═════ Article

Question

There are 10 multiple choice questions:
the first has two options A, B. The second question has three options A, B, C. So on, until the tenth question has eleven options A, B, C, D, E, F, G, H, I, J, K.

If you choose C for all the questions, what is the probable (expected) score (to one decimal place) for the whole set of questions, out of ten?

Answer 1

`the first has two options A, B.`

how can i choose C ?

Answer 2

you'll get the first question wrong,

Answer 3

okay that makes sense :)

Answer 4

p = {0, 1/3, 1/4, 1/4,... 1/11}

Answer 5

so the sum is . . .

Answer 6

can i simply add like that for expected value ? i don't remember, need to review once!

Answer 7

yes
the expected mark will be 0 + 1/3 + 1/4 + 1/5 +...+ 1/11

Answer 8

= 7/12 + 11/30 + ... + 1/11

Answer 9

ahh yes yes ! \(\large \sum \limits_{n=1}^{9}\dfrac{1}{n+2} \approx 1.5\)

══════════

Direction:
Answer these questions from the forum thread:
(a) How many options does the tenth question have?
(b) According to the thread, what happens on the first question if C is chosen for every question?
(c) What approximate value does the final reply give for the sum?

═════ Supplied information

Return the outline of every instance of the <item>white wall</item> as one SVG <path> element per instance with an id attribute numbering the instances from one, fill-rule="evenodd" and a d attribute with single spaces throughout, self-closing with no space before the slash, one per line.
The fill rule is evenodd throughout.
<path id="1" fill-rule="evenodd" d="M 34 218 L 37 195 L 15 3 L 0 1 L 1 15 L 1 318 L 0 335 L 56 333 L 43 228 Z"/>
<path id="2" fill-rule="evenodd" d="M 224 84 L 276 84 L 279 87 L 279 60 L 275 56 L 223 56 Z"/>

══════════

Task result:
(a) Eleven options, A through K.
(b) The first question is answered wrong, because it has only options A and B.
(c) About 1.5.